___ DOCUMENT PASSAGE ___

Anglican representatives to the United Nations are celebrating the passing of a major international agreement on plastic pollution.
Anglican representatives to the United Nations are celebrating the passing of a major international agreement on plastic pollution, a breakthrough influenced in part by the voices and experiences they were able to share from faith communities.
At the start of March, the United Nations Environmental Assembly (UNEA), the world’s overarching decision-making body on environmental issues, reached an historic resolution to tackle what they called the “epidemic” of single-use plastics. The resolution, proposed by Rwanda and Peru and reached at UNEA5 in Nairobi, commits signatories to reaching a legally-binding agreement on plastics by 2024.
Inger Andersen, Executive Director of UN Environment Programme, said it was “the most significant environmental multilateral deal since the Paris accord”.

___

▸ **TASKS TO PERFORM**:
• A. Reproduce the entries below word for word, everything from the line containing "Task: point to the hedgehog eye." down to the final line of the entries.
• B. Carry on the piece about the UN plastic pollution agreement from its last sentence.

___ MATERIAL SHOWN ___

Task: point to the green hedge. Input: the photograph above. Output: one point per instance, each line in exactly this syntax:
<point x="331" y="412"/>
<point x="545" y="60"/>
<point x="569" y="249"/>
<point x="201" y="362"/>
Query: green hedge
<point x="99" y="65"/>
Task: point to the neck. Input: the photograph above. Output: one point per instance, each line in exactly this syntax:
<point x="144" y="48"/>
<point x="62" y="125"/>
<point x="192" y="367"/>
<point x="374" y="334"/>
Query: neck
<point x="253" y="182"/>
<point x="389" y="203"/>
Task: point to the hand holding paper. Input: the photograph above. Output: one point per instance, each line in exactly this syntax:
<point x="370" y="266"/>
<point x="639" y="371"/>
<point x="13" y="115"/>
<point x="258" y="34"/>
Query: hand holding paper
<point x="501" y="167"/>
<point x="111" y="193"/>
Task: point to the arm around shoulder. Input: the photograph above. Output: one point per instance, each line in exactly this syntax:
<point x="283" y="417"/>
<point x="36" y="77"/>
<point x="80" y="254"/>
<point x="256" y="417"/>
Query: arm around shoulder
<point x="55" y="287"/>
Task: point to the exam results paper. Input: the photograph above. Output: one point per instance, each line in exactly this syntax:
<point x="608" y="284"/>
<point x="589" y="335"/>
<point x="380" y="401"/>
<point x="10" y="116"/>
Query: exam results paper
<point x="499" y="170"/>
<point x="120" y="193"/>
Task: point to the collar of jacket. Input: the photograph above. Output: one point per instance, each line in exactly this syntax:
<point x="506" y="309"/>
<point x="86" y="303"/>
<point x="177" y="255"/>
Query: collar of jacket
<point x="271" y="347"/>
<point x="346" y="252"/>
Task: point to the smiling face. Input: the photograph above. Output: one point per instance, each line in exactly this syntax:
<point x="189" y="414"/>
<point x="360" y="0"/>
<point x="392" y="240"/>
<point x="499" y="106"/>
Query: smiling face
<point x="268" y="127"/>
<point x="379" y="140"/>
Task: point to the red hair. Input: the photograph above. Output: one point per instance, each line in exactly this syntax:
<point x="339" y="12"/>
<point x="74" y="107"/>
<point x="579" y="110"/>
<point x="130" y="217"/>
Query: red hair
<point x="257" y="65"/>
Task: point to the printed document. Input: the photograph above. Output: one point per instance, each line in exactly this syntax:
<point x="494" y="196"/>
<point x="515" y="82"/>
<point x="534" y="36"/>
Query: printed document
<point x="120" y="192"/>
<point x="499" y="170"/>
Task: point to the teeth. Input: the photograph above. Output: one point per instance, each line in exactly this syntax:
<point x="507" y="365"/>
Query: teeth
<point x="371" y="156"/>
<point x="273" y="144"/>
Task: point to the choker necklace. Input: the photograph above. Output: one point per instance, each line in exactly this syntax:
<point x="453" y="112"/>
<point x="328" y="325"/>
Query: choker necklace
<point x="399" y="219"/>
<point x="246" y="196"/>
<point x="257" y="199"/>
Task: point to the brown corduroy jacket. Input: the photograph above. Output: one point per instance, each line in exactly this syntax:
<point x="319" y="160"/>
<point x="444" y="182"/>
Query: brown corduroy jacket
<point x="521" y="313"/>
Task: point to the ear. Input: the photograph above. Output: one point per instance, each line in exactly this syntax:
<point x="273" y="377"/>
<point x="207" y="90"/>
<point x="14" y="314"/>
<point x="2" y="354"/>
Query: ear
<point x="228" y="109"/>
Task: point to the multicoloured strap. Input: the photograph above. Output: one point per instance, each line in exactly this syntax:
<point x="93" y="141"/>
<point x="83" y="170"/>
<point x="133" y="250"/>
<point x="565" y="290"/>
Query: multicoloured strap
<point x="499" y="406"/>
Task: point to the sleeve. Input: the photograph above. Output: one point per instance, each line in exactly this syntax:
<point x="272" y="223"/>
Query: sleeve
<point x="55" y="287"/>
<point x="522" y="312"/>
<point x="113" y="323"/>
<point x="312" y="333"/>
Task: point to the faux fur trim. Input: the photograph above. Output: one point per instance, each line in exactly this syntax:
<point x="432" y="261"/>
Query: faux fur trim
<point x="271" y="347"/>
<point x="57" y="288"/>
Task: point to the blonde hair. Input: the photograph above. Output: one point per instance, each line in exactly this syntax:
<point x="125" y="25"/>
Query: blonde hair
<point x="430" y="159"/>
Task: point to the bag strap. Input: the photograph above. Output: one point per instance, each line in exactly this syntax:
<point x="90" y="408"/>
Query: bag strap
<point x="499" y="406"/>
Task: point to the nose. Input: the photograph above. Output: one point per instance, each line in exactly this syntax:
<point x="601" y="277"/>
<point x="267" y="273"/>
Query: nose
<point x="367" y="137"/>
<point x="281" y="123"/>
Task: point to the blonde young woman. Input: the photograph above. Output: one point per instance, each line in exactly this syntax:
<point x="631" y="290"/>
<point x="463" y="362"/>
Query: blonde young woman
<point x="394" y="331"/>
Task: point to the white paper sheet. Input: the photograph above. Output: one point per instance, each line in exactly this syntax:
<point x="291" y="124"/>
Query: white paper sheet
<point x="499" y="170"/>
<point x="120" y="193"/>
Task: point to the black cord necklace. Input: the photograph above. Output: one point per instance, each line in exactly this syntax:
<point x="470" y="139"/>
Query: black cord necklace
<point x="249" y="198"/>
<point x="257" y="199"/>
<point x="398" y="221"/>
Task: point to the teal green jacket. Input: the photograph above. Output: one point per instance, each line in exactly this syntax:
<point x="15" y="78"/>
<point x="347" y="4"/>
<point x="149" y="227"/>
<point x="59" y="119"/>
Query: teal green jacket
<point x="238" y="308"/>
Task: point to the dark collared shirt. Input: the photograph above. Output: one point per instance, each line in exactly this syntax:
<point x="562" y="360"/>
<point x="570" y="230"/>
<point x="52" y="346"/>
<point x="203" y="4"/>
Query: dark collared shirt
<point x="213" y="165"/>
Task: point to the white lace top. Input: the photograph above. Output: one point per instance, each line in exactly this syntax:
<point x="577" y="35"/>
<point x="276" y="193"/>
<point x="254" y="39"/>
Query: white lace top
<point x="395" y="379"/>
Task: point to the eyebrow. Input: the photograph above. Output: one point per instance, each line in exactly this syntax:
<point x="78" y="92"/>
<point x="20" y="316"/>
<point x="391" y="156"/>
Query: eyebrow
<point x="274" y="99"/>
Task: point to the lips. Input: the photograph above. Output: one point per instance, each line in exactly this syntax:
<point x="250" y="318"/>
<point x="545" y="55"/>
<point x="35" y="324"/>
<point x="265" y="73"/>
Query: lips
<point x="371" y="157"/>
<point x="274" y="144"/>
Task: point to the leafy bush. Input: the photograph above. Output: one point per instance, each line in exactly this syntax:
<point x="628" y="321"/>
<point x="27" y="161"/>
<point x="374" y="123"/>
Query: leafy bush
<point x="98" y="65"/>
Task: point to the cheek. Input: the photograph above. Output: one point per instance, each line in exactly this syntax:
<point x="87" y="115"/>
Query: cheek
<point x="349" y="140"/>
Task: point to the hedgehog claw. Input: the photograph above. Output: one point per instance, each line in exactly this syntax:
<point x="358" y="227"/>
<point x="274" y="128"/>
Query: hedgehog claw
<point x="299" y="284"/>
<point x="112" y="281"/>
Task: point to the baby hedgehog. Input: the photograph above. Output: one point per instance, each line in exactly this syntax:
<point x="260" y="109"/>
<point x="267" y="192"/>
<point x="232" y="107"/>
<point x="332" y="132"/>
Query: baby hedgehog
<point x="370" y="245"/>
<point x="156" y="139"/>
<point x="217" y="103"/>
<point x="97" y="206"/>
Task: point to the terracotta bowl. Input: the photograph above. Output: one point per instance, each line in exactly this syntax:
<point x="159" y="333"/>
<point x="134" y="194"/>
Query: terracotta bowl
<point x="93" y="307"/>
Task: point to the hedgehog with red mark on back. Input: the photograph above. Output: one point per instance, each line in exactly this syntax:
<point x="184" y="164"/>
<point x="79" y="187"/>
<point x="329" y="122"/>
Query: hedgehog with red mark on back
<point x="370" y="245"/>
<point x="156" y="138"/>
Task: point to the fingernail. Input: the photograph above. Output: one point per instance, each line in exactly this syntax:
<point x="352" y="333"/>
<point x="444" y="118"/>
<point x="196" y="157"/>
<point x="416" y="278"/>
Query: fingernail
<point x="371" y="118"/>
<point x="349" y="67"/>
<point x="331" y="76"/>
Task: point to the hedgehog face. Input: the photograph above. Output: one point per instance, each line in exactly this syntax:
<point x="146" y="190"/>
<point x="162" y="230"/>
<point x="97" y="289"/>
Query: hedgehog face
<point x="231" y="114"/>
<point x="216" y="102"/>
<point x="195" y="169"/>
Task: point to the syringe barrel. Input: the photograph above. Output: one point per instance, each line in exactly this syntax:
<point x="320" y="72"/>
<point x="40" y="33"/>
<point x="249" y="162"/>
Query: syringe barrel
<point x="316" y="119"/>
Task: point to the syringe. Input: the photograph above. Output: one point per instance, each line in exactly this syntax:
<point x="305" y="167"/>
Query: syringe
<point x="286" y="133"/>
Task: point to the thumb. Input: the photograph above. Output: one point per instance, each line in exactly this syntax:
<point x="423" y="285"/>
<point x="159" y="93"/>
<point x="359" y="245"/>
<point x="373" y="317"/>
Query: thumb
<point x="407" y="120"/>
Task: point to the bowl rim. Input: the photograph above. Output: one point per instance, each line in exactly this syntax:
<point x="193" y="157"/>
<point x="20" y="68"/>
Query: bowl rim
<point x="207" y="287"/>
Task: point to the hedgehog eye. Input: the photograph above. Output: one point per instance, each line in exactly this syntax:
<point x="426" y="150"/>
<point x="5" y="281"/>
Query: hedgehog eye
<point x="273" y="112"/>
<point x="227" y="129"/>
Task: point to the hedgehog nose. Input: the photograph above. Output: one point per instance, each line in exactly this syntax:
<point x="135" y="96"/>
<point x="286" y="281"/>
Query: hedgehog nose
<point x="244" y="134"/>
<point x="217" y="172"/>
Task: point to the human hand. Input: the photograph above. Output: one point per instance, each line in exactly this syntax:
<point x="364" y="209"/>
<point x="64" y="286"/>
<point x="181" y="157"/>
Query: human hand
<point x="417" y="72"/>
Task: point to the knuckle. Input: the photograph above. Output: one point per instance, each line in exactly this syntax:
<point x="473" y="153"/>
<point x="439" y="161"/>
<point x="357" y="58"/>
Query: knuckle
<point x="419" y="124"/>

___

▸ **PER-TASK OUTPUTS**:
• A.
Task: point to the hedgehog eye. Input: the photograph above. Output: one point per instance, each line in exactly this syntax:
<point x="426" y="150"/>
<point x="5" y="281"/>
Query: hedgehog eye
<point x="273" y="112"/>
<point x="227" y="129"/>
Task: point to the hedgehog nose. Input: the photograph above. Output: one point per instance, each line in exactly this syntax:
<point x="135" y="96"/>
<point x="286" y="281"/>
Query: hedgehog nose
<point x="244" y="134"/>
<point x="217" y="172"/>
Task: point to the human hand. Input: the photograph above. Output: one point per instance, each line in exactly this syntax:
<point x="364" y="209"/>
<point x="64" y="286"/>
<point x="181" y="157"/>
Query: human hand
<point x="417" y="72"/>
Task: point to the knuckle. Input: the photograph above. Output: one point per instance, each line in exactly this syntax:
<point x="473" y="153"/>
<point x="439" y="161"/>
<point x="357" y="58"/>
Query: knuckle
<point x="419" y="124"/>

• B.
As an accredited observer at the UNEA, the Anglican Consultative Council (ACC) was able to play an important role to play in the negotiations, lobbying ministers and representatives from some of the 173 member nations on behalf of Anglicans.
The ACC drafted and co-signed a letter from global faith communities to the Assembly, warning that the world is “facing a triple planetary crisis of climate change, biodiversity loss and pollution” and calling on member states to recognise that plastic pollution is a “pervasive and escalating phenomenon” which requires urgent, co-ordinated global action.
Sharing the ‘lived experience’ of Anglicans
Jack Palmer-White, the ACC’s Permanent Representative to the UN, said the delegation’s commitment to environmental issues like plastic pollution was grounded in the Marks of Mission, which call on Anglicans to “safeguard the integrity of creation”.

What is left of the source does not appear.